* [Passage du texte]
==========
Article 3 : Relatif aux modalités de répartition des délégués communautaires.

  • Amt n° 67 rect. bis : Refonte profonde de l’article, basant la représentation des territoires sur une base démographique (grande importance) et territoriale (moindre importance). Fixe également un nombre de sièges en fonction de la population de la municipalité prenant d’avantage en compte les grandes agglomérations que le texte de base. La métropole est inscrite dans ce texte avant-même d’avoir été discutée.
  • S/Amt n° 692 rect. bis : Corrections de l’amendement précédent, instaure de base ses principes aux métropoles (!) et aux communautés urbaines, et seulement faut d’accord, aux communautés de communes et aux communautés d’agglomération.
  • S/Amt n° 706 : Complète l’amendement 67 rect. bis, modifie le code général des collectivités territoriales en modifiant des échéances.
  • Amt n° 85 rect. quinquies : Amendement identique au 67.
  • S/Amt n° 691 rect. bis : Identique au 692 rect. bis.
  • S/Amt n° 690 : Identique au sous amendement 706.
  • Amt n° 458 rect. quinquies : Précise l’attribution des sièges en cas de création ou d’extension d’EPCI.
==========
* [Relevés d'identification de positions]
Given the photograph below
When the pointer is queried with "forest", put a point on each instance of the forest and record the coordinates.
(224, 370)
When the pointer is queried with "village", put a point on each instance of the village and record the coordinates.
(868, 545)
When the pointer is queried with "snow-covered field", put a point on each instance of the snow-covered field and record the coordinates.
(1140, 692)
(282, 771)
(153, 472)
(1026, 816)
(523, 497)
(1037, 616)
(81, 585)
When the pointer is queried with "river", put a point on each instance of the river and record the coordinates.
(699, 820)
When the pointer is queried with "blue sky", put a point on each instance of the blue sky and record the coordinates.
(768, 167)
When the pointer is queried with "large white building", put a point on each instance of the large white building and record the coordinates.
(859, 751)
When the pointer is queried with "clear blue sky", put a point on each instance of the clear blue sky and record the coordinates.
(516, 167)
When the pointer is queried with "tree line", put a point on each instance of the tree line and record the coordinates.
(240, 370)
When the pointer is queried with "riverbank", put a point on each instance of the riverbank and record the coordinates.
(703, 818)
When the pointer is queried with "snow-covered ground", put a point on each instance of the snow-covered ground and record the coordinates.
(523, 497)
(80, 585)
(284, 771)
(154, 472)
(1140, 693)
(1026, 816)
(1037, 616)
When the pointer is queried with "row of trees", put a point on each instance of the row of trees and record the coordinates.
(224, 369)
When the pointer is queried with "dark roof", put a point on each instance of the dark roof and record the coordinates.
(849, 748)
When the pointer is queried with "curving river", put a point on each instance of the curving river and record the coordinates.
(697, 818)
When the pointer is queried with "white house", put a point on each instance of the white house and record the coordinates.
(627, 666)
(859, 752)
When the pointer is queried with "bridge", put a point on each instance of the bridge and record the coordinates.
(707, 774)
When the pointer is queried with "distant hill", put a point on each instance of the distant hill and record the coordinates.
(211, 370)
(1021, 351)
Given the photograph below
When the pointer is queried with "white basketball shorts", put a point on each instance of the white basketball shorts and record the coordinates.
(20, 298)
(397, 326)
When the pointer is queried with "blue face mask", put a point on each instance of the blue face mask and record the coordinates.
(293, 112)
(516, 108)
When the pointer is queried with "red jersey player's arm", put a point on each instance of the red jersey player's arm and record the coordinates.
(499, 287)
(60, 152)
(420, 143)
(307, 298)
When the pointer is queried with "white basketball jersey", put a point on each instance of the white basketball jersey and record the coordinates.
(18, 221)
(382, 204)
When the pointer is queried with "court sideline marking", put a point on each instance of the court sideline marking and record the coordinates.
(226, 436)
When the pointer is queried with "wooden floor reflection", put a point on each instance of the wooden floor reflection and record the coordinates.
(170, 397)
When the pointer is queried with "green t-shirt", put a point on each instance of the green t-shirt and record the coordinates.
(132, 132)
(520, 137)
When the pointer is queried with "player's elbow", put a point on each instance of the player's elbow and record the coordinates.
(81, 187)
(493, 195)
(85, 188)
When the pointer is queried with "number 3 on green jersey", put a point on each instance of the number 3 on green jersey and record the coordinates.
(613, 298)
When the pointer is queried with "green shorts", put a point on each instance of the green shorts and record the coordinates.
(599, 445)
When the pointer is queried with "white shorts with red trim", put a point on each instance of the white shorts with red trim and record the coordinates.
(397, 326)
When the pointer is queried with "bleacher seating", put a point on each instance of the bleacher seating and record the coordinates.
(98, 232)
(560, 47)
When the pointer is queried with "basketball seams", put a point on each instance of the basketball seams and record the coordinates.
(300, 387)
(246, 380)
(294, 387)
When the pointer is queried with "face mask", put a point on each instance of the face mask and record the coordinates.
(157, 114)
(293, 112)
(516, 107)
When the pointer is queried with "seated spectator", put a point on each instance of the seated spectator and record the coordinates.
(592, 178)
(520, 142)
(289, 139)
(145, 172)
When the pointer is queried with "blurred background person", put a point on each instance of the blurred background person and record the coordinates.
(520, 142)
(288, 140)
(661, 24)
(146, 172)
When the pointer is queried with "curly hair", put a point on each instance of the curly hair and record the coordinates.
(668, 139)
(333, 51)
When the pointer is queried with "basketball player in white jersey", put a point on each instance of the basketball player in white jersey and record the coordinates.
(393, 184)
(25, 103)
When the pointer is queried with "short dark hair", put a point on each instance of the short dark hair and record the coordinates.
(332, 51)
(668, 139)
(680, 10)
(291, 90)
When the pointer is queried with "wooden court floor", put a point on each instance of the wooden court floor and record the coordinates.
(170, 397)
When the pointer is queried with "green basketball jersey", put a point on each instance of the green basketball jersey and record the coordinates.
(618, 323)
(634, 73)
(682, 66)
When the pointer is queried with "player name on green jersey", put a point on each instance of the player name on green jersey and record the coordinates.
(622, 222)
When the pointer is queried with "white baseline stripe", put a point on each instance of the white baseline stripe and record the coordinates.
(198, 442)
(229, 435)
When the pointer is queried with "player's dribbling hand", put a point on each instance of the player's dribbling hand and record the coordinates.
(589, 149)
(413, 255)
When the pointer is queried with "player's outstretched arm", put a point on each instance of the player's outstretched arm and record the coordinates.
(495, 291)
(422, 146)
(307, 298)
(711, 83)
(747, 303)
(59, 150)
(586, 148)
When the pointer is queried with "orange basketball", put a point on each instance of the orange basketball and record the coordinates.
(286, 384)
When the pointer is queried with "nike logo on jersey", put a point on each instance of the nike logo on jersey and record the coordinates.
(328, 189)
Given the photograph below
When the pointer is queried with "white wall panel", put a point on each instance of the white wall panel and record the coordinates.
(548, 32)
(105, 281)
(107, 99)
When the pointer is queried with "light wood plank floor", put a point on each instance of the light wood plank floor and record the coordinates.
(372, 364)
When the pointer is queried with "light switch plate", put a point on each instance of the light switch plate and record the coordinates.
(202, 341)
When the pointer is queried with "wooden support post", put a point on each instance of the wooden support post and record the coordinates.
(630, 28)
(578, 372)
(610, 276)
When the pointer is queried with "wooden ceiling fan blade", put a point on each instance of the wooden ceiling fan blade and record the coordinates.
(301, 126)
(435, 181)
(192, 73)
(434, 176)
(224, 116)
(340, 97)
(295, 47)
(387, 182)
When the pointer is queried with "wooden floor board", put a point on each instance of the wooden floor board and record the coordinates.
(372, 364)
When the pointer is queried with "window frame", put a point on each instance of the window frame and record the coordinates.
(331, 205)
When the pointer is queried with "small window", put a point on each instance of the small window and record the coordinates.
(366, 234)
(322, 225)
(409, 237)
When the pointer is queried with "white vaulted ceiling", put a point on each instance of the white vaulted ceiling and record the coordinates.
==========
* [Vos tâches]
1 > Dans l'extrait sur l'article 3, relevez tous les sous-amendements (S/Amt) cités, avec leur numéro.
2 > Extrayez chacune des lignes où figure la chaîne « mask ».
L'extrait sur l'article 3 et les lignes ne proviennent pas de la même source.

* [Réponses par tâche]
1 >
- S/Amt n° 692 rect. bis
- S/Amt n° 706
- S/Amt n° 691 rect. bis
- S/Amt n° 690

2 >
When the pointer is queried with "blue face mask", put a point on each instance of the blue face mask and record the coordinates.
When the pointer is queried with "face mask", put a point on each instance of the face mask and record the coordinates.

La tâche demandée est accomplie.